• _Work to do_:
Reproduce the items below, requests included, from the line holding "Verification task: the window blind" through the line holding "[0,5,163,242]", inclusive, with every bounding box coordinate in the answers scaled by 1.4 and rounded to a whole number, halves going up. Return only those lines.

• _Data listing_:
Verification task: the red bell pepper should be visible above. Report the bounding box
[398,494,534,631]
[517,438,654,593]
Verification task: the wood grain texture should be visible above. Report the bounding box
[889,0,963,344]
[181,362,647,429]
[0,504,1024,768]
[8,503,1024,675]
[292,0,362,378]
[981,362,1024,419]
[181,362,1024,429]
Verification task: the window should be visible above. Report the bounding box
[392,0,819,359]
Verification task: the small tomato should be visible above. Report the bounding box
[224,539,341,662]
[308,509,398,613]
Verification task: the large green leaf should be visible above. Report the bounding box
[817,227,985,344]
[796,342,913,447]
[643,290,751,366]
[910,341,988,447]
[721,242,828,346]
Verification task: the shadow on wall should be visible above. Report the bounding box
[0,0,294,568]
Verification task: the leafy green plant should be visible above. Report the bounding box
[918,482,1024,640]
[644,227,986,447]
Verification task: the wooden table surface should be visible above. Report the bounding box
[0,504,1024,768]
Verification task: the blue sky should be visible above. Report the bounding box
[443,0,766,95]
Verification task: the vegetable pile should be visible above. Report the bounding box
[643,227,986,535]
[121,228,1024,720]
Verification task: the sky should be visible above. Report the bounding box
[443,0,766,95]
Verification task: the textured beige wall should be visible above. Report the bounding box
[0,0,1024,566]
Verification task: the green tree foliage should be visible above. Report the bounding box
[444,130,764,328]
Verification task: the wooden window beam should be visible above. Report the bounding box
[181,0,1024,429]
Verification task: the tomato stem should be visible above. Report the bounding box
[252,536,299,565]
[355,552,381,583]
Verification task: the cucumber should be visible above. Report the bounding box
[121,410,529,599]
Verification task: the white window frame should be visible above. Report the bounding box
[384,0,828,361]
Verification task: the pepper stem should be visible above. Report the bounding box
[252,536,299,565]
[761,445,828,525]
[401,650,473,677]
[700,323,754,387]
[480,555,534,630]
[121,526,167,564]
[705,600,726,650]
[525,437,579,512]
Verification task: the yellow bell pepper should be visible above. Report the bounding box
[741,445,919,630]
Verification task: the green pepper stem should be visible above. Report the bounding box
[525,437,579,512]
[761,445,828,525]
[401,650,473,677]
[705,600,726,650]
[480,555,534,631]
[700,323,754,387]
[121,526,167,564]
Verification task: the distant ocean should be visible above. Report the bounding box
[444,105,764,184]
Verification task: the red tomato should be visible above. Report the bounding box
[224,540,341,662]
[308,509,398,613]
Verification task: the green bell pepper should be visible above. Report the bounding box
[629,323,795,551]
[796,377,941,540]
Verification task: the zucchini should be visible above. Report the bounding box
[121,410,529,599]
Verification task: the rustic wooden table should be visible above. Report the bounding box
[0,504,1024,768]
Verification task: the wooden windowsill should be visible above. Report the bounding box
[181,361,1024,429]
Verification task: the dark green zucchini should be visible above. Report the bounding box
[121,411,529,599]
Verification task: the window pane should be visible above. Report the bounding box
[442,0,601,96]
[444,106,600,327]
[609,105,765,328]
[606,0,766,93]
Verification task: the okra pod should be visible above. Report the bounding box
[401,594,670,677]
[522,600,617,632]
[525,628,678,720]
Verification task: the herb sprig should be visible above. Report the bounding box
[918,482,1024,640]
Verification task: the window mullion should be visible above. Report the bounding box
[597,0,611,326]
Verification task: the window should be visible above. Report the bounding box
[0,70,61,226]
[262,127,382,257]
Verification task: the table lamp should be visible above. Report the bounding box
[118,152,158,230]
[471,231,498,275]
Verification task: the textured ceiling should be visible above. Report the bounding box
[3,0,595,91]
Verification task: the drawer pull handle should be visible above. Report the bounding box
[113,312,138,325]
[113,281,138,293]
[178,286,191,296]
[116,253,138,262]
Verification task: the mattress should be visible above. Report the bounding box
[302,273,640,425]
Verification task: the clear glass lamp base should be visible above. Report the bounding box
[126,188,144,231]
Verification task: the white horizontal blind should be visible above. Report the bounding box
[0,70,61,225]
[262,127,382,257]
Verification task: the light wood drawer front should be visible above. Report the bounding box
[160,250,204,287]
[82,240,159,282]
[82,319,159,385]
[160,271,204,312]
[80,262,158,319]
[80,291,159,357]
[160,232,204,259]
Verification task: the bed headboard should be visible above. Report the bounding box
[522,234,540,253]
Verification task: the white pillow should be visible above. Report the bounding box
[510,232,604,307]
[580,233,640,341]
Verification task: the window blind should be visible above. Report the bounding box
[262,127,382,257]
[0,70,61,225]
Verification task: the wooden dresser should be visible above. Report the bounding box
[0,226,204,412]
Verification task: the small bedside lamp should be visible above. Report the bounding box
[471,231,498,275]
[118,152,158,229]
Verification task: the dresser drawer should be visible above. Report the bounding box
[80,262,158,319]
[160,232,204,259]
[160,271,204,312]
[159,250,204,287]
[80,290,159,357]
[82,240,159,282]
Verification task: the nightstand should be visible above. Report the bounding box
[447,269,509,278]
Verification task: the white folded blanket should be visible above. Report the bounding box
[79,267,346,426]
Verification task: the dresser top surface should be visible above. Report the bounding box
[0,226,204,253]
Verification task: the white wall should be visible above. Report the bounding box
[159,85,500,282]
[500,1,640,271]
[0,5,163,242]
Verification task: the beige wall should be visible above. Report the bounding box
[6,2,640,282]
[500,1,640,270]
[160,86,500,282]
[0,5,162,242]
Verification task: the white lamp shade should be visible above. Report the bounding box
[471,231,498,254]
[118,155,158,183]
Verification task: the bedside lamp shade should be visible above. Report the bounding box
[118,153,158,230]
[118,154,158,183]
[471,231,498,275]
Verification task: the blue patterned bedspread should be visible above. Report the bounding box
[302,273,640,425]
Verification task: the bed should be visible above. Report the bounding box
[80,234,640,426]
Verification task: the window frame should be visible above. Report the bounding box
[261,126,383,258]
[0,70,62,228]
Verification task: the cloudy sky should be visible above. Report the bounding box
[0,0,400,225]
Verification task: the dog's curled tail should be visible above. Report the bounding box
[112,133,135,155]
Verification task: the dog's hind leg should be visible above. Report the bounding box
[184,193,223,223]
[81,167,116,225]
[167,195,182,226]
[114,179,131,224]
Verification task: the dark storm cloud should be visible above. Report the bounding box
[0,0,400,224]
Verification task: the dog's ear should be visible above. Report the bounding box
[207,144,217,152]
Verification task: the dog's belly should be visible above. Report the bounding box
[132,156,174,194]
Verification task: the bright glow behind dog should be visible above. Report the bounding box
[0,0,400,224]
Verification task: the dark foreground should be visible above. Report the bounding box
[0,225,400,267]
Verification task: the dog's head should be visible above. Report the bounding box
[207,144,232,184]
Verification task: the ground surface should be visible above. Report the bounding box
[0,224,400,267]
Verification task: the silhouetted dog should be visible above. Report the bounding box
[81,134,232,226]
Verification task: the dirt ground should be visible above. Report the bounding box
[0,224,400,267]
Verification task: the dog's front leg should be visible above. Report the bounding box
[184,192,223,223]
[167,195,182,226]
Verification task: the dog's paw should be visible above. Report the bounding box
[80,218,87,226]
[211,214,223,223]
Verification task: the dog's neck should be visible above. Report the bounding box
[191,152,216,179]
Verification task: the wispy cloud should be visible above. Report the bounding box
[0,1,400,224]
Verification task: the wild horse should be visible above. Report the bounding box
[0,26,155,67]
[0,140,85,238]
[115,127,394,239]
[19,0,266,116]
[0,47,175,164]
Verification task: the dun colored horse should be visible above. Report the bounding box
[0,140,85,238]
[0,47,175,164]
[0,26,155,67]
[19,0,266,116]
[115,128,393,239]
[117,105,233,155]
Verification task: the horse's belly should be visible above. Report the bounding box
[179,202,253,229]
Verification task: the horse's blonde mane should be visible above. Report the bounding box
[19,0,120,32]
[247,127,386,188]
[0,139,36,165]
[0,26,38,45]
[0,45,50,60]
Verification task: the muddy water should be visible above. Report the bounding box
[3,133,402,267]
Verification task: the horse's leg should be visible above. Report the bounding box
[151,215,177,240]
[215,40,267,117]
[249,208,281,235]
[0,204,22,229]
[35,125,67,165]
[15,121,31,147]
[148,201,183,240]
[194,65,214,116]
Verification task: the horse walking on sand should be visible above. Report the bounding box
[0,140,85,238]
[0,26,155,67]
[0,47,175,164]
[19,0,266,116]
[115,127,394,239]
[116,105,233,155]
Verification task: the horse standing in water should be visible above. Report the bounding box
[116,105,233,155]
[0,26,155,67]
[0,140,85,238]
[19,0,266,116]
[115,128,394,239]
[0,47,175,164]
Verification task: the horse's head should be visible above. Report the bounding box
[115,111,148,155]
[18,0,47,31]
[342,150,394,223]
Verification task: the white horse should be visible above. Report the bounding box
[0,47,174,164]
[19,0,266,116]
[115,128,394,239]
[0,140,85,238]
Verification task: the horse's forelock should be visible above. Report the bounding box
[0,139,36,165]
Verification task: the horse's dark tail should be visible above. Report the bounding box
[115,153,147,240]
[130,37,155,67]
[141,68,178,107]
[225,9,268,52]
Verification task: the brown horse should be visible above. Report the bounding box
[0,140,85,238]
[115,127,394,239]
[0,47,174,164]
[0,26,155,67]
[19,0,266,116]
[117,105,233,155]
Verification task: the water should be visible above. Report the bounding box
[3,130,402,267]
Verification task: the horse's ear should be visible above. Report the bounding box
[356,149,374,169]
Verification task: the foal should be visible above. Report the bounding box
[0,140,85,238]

• _Written response_:
Verification task: the window blind should be visible above. Report the bounding box
[367,178,535,360]
[0,98,85,315]
Verification task: the wooden dresser should be visible above. Report the bounding box
[0,316,286,577]
Verification task: the small bedside lamp should be visible above. Report the bounding box
[659,323,697,385]
[165,213,221,321]
Verification task: the dresser drawer should be visible above. Report the bounding box
[112,367,221,447]
[224,325,286,363]
[224,379,286,437]
[223,350,286,402]
[112,406,223,500]
[115,336,223,395]
Verification task: the nightstand should be visible above. Report the bounding box
[626,377,713,389]
Verification task: the white folded blanket should be visible above. Report the bounding box
[111,374,484,596]
Verification task: the dresser top surface should be visible above. Report the bounding box
[0,316,286,354]
Verification task: the white wall should be visible above. Report the bounding box
[223,119,700,395]
[700,1,896,379]
[0,7,228,339]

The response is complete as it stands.